Items listed in a dataset:
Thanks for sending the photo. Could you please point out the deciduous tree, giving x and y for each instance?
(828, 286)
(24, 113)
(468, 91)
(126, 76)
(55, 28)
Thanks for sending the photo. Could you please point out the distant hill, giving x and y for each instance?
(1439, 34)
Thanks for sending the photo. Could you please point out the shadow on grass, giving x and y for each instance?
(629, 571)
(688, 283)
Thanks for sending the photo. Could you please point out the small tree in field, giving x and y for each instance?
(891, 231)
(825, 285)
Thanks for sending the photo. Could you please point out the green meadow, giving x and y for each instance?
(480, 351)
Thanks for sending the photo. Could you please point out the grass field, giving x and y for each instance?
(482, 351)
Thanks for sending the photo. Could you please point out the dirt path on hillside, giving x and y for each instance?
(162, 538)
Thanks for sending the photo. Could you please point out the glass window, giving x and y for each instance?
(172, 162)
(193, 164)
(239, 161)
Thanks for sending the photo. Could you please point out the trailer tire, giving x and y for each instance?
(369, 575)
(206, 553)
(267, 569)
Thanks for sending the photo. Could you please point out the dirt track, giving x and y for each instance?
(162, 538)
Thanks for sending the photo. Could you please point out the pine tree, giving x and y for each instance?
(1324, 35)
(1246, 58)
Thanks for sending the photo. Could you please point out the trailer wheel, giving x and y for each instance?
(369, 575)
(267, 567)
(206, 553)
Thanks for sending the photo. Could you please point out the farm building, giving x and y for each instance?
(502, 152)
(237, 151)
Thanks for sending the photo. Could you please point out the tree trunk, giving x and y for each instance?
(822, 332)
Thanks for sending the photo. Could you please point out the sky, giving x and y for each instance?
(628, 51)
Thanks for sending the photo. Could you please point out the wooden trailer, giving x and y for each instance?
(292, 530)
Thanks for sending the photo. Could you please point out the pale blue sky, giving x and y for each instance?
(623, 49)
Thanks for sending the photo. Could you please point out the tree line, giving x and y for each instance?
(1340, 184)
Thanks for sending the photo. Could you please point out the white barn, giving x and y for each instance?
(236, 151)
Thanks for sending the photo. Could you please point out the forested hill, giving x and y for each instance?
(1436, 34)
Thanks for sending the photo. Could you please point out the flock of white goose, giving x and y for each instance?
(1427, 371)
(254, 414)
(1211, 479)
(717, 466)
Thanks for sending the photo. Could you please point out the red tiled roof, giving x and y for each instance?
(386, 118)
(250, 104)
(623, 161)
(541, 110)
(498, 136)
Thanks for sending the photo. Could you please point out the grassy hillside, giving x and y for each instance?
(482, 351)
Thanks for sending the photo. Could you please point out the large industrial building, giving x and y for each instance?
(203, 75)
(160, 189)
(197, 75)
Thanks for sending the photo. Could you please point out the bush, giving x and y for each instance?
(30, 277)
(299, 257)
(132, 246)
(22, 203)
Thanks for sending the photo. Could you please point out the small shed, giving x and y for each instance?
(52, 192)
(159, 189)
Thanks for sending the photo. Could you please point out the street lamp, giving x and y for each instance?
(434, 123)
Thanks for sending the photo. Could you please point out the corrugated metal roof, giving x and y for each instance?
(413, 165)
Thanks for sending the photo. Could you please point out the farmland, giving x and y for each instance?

WHAT YOU NEED TO DO:
After reading the entries, reproduce every one of them exactly.

RESULT:
Thanks for sending the photo. Could you please point out the deciduous tree, giving x and y for each instance?
(828, 286)
(24, 113)
(468, 91)
(126, 76)
(55, 28)
Thanks for sending the photo. Could you please point out the distant hill, giving x and y for each instance?
(1439, 34)
Thanks for sending the photo. Could you please point out the shadow on grass, giving x and y for each instance?
(629, 571)
(688, 283)
Thanks for sending the photo. Could you please point out the small tree in field, giving x and y for each instance?
(891, 231)
(825, 285)
Thanks for sending the photo. Could you please point out the green meadow, giving x and y for each instance?
(480, 351)
Thanks for sending the photo. Could you please point out the grass field, giving x and y for each instance?
(482, 351)
Thanks for sending the photo. Could you please point out the dirt path on hillside, giving x and y for each instance?
(162, 538)
Thanks for sending the photo. Could you please point out the glass window, giving x and y for each instance?
(172, 162)
(193, 164)
(239, 161)
Thanks for sending the photo. Could you please point out the trailer tire, giving x and y for each instance?
(369, 575)
(206, 553)
(267, 569)
Thanks for sending the photo. Could you please point out the dirt track, giving x and y for each instance?
(162, 538)
Thanks for sending the photo. Could you please point out the pine tree, giving x and y for each instance?
(1324, 35)
(1246, 58)
Thanks for sending the photo. Could you please point out the trailer wheel, giving x and y for each instance?
(369, 575)
(267, 567)
(206, 553)
Thanks for sending the photo. Could you please point out the farm building, giving x and y for each instance?
(502, 152)
(237, 151)
Thanks for sending the photo. Could you please point out the tree trunk, giving x and y for each instance?
(822, 332)
Thanks for sending the photo. Could you please point out the sky, giving x and y for each instance?
(628, 51)
Thanks for sending the photo. Could you please point out the wooden trailer, giving x and y for each instance?
(292, 530)
Thanks for sending the photo. Could you please point out the pale blue sky, giving x and y for each instance?
(623, 49)
Thanks for sending the photo. Could you please point out the tree line, giving x and y for each instance?
(1340, 184)
Thanks for sending the photo. Could you please point out the white barn, giving x and y for each instance?
(236, 151)
Thanks for sending the photo. Could you please point out the forested hill, giving x and y for each instance?
(1436, 34)
Thanks for sending the photo. Could you please point out the flock of white goose, giving x and y for each instance?
(1427, 371)
(254, 414)
(1211, 479)
(717, 466)
Thanks for sending the photo. Could you please point out the red tiled roof, giving x and y for each instance?
(386, 118)
(250, 104)
(623, 161)
(541, 110)
(498, 136)
Thanks for sending the photo. Could you please point out the grassy hillside, giving x and y for each instance?
(482, 351)
Thanks for sending the photo. Could you please point out the large industrial building, giving x and y for each instance?
(203, 75)
(160, 189)
(197, 75)
Thanks for sending the photo. Could you please point out the bush, giving x and y for each instance?
(30, 277)
(299, 257)
(132, 246)
(22, 203)
Thanks for sending the photo. Could you please point out the small shed, giving x and y for each instance?
(52, 192)
(159, 189)
Thanks for sending the photo. Could you please point out the street lamp, giving x and y for each instance?
(434, 123)
Thanks for sending the photo. Could you please point out the corrugated metal roof, giving x and y for each instance?
(413, 165)
Thanks for sending the photo. Could you please point out the farmland, giving x and y for each instance?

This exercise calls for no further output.